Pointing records
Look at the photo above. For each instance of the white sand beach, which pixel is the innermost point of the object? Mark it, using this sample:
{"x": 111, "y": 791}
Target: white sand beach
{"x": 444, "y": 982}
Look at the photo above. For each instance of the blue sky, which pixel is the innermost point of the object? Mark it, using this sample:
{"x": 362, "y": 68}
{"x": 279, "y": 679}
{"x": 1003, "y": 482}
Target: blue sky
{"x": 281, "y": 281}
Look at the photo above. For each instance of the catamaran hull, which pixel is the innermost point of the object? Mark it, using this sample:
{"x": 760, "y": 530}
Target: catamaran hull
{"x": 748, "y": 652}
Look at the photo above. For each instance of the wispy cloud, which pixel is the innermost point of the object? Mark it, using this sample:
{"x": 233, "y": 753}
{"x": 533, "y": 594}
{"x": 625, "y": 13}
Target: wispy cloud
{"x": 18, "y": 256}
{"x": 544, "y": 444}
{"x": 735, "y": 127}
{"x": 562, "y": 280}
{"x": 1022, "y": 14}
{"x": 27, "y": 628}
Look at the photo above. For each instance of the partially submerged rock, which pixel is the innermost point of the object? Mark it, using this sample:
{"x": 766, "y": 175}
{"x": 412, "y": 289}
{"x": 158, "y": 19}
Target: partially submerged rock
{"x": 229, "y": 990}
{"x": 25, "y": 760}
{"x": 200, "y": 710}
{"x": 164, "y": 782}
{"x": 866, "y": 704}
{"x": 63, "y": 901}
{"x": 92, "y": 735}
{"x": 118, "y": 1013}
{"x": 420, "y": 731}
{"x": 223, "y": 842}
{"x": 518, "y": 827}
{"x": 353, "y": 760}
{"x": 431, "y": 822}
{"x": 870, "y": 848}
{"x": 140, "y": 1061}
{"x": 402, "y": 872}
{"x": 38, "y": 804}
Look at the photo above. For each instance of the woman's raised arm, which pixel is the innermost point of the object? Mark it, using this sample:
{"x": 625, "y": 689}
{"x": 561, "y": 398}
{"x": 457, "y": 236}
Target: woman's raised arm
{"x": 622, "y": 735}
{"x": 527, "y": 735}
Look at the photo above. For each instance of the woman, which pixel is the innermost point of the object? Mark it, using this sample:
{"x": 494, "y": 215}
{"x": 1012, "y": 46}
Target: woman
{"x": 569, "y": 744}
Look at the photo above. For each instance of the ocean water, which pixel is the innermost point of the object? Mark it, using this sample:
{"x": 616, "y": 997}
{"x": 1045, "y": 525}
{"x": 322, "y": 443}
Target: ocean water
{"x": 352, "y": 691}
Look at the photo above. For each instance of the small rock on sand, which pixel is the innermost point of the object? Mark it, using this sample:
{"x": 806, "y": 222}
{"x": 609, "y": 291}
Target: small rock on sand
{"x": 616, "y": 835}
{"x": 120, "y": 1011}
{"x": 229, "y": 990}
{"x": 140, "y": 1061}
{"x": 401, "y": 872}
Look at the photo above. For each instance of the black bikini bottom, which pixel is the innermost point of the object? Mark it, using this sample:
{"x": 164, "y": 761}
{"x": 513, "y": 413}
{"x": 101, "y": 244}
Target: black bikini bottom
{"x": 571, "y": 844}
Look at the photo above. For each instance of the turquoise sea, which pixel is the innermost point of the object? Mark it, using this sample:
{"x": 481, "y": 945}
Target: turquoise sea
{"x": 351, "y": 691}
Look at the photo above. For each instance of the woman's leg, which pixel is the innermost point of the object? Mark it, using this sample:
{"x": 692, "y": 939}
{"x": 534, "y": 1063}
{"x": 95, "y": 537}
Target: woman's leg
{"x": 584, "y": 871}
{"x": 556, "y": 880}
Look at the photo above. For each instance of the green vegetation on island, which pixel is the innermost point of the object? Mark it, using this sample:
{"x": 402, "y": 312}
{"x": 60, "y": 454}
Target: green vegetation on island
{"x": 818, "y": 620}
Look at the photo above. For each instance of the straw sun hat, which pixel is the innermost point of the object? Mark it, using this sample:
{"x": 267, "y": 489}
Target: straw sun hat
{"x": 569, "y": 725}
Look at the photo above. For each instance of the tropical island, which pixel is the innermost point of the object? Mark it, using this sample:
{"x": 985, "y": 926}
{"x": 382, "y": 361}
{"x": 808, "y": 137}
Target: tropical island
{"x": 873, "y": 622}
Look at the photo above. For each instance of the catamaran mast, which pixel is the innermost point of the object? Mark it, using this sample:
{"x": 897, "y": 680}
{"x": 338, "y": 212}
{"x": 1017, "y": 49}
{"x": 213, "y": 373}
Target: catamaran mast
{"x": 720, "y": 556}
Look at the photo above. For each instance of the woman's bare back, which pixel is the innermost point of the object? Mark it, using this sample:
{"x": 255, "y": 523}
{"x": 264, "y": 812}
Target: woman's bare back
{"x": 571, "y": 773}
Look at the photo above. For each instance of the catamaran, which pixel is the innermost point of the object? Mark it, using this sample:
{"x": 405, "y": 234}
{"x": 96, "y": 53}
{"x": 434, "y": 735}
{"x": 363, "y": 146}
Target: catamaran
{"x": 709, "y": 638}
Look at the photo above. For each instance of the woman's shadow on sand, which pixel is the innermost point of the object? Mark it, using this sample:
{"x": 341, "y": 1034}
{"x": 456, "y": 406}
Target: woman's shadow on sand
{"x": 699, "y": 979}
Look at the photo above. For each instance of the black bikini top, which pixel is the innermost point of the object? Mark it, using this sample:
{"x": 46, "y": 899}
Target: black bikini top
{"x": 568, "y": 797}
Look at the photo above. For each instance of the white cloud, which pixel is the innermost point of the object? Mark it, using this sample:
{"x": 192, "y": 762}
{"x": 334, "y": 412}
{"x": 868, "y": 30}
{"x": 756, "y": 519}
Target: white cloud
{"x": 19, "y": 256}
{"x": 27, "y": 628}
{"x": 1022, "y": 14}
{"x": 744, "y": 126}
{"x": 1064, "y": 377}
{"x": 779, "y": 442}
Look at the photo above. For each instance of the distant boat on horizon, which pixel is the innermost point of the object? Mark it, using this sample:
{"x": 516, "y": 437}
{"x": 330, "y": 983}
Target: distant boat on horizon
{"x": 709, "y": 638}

▶ [Brief] Retype only the lines running from the line with "white cloud, which" to the end of the listing, including both of those lines.

▶ [Answer below]
Look at the photo above. For each instance of the white cloud, which pixel is the innermost point of the object? Mark it, using this sample:
{"x": 192, "y": 762}
{"x": 334, "y": 412}
{"x": 868, "y": 30}
{"x": 756, "y": 519}
Target: white cloud
{"x": 19, "y": 256}
{"x": 27, "y": 628}
{"x": 1022, "y": 14}
{"x": 744, "y": 126}
{"x": 1064, "y": 377}
{"x": 779, "y": 442}
Look at the photo above. For each instance of the distant boat on horizon, which pixel is the innermost point of the object? Mark it, using this sample:
{"x": 516, "y": 437}
{"x": 330, "y": 983}
Target: distant boat on horizon
{"x": 709, "y": 638}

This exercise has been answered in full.